**TEXTE DU DOCUMENT:**
RT France : Quelle est aujourd'hui la proportion de Québecois qui seraient prêts à dire «Oui» dans le cas d'un référendum sur l'indépendance ?
T.L : C'est le même ratio depuis des années. Grosso-modo on stagne à 60/40 [de «Non/Oui»]. Les chiffres n'augmentent pas. C'est comme s'il n'y avait aucun renouveau générationnel. Je suis encore jeune et j'ai l'impression que les personnes de génération au-dessus, qui avaient mon âge en 1995, préfèrent se consacrer à d'autres débats plutôt que celui qui leur tenait pourtant tant à coeur à l'époque.
RT France : La désignation du nouveau Premier ministre canadien Justin Trudeau, francophone, n'annonce-t-elle pas de possibles changements favorables à un Québec plus autonôme ?

[Exemples d'annotation par points]

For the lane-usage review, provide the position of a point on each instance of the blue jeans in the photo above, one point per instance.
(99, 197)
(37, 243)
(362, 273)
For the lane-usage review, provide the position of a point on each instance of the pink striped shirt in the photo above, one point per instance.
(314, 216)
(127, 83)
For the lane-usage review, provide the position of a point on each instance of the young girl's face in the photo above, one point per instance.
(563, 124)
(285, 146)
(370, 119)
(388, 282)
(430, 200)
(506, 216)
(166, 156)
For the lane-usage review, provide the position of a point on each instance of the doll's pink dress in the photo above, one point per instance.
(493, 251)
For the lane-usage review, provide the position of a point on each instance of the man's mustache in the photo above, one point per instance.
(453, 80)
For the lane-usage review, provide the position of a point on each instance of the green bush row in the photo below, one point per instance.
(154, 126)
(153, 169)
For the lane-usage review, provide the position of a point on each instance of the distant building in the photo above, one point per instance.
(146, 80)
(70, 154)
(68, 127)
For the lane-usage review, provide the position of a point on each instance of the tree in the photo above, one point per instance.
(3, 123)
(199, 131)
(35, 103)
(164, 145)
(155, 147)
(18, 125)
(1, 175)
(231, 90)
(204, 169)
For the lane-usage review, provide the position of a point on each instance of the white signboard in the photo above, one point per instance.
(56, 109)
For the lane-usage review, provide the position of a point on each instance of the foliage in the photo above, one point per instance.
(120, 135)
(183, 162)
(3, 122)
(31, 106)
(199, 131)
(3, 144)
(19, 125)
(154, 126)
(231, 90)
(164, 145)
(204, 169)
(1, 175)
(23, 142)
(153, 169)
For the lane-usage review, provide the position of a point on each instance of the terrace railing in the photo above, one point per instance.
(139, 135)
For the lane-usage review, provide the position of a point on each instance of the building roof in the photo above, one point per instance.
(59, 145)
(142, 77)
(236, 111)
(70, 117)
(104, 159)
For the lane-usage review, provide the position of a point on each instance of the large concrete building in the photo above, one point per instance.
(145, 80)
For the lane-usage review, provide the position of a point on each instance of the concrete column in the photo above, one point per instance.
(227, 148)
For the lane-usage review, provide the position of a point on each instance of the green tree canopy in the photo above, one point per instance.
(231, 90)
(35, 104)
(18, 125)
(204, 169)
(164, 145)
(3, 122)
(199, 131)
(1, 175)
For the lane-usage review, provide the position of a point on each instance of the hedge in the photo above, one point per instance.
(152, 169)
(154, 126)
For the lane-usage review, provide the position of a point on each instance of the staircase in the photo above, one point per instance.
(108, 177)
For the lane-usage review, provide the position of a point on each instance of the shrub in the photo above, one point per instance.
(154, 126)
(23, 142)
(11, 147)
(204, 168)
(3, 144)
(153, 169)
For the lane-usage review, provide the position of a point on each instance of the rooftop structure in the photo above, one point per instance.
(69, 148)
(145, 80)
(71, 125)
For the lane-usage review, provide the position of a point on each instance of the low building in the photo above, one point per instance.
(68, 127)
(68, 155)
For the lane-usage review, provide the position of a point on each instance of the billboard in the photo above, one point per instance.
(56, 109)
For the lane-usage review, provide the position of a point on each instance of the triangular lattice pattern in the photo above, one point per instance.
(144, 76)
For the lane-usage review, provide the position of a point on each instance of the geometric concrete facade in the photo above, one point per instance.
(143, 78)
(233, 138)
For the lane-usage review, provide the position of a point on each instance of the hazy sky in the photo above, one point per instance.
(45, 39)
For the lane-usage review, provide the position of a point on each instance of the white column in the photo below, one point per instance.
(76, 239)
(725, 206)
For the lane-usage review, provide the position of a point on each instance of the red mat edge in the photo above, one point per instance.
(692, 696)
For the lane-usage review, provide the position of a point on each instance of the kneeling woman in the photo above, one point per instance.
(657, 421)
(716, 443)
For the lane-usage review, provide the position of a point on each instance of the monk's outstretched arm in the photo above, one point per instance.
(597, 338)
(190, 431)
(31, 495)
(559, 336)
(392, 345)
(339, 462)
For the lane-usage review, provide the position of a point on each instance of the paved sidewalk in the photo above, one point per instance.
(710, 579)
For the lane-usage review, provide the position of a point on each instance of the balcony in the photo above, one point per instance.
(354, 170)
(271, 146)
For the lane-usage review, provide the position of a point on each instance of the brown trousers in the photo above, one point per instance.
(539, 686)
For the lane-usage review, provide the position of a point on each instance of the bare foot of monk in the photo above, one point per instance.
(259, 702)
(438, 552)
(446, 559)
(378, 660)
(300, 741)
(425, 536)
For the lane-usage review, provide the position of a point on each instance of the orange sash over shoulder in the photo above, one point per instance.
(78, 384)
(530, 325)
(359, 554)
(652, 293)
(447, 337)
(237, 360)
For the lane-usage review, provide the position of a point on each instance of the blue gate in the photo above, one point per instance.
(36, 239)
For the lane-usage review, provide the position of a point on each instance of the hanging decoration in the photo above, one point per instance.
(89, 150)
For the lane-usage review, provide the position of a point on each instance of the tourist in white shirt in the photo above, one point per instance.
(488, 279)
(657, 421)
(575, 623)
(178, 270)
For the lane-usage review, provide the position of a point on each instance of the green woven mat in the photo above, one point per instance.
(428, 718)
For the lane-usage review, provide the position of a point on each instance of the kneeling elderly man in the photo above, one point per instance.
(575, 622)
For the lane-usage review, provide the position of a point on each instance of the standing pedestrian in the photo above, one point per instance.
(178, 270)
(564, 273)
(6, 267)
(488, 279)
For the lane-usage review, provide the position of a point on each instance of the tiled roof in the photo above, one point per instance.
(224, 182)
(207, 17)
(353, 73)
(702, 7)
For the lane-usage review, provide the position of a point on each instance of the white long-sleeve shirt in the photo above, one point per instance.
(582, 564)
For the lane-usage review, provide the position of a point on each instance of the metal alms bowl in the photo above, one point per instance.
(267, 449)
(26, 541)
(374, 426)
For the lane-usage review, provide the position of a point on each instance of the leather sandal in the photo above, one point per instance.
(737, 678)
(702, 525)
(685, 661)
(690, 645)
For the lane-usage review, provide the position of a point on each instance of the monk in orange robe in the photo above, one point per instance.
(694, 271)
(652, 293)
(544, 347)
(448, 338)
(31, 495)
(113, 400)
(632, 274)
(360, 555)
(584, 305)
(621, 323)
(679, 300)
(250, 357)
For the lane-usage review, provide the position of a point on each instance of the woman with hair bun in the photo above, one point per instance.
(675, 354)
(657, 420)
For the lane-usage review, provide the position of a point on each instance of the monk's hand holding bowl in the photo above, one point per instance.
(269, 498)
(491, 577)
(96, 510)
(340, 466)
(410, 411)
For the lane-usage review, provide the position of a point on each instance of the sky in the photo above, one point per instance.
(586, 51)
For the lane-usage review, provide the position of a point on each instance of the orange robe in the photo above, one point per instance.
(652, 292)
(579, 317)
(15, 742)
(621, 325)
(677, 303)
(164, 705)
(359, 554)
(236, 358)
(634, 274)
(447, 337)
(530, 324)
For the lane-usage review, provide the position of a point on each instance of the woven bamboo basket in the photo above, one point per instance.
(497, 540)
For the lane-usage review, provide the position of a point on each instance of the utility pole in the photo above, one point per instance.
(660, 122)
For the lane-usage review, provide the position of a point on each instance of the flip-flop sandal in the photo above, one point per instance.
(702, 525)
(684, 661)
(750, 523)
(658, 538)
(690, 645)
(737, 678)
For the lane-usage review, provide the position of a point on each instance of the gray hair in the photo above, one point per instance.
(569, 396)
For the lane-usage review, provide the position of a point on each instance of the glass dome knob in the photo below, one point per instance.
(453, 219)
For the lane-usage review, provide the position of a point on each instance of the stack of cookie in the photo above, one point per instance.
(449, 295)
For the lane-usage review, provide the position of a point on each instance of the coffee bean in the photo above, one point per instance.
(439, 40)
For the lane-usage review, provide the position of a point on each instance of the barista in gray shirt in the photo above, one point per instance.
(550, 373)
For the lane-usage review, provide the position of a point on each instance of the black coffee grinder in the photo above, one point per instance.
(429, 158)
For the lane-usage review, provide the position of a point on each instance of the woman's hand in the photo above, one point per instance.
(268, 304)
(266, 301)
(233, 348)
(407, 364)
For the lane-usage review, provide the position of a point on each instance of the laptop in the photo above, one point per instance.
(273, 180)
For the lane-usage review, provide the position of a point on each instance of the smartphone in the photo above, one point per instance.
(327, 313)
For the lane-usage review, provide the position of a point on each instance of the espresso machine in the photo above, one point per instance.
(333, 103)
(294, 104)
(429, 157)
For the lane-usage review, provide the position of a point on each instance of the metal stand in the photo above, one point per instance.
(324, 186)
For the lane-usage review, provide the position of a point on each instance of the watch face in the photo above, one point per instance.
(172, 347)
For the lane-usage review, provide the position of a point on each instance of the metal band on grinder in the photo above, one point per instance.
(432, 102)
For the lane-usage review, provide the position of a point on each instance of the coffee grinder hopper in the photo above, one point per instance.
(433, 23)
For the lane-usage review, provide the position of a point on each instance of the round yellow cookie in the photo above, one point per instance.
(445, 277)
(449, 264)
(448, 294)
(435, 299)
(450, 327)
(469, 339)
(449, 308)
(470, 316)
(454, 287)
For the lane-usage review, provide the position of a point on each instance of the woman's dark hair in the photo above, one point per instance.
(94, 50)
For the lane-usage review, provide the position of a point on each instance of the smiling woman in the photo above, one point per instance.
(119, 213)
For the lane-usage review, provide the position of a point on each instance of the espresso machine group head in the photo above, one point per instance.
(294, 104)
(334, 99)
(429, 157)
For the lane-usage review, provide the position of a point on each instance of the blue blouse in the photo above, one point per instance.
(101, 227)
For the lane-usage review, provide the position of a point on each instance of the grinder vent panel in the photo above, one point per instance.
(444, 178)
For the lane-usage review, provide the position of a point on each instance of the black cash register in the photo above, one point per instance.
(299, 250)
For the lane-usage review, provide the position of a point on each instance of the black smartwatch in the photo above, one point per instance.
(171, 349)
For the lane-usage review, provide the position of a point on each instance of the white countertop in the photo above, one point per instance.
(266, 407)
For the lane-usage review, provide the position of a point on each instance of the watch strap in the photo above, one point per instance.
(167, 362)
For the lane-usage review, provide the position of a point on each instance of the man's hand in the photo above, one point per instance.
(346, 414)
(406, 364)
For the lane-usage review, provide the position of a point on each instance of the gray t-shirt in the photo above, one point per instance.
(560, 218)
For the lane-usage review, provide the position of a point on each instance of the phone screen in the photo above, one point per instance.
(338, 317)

**EXERCICES:**
1. Relevez tous les nombres écrits en chiffres dans l'entretien sur l'indépendance du Québec.
2. D'après l'entretien sur l'indépendance du Québec, à quel ratio de «Non/Oui» stagne-t-on depuis des années ?
3. Poursuivez l'entretien sur l'indépendance du Québec à la suite de la dernière question posée.

**CORRIGÉS:**
1. 60, 40, 1995

2. Grosso-modo à 60/40 de «Non/Oui».

3.
T.L : J'ai hâte de voir s'il va effectivement faire quelque chose de concrêt pour le Québec car, mis à part sa pique contre [Stephen] Harper [Justin Trudeau avait dit lors d'un débat en 2012 au cours duquel il critiquait la politique du Premier ministre Stephen Harper, qu'un Canada trop à droite pourrait l'inciter à «faire du Québec un pays» NDLR], il n'en a quasiment pas parlé durant la campagne électorale. Et de toutes façons, chez les souverainistes, Trudeau est la personne dont on veut le moins entendre parler. Pour nous c'est «le fils de l'autre» [en référence à son père, Pierre Elliott Trudeau, Premier ministre du canada de 1980 à 1984 qui, malgré son caractère flamboyant et intellectuel qui servit à rehausser la visibilité du Canada sur la scène mondiale, est très peu apprécié des souverainistes québécois qui lui reprochent son implication dans de nombreux scandales s'attaquant aux mouvements indépendantistes NDLR]. On ne voit pas ce qu'il pourrait apporter de bien au Québec, d'autant plus qu'il est très centralisateur, alors que Harper, dont je ne suis par ailleurs pas fan, était plutôt du genre à laisser davantage de place aux provinces.
RT France : Politiquement, comment se placent les Québécois moyens ? Qu'en est-il de leur participation à la vie politique au niveau fédéral ?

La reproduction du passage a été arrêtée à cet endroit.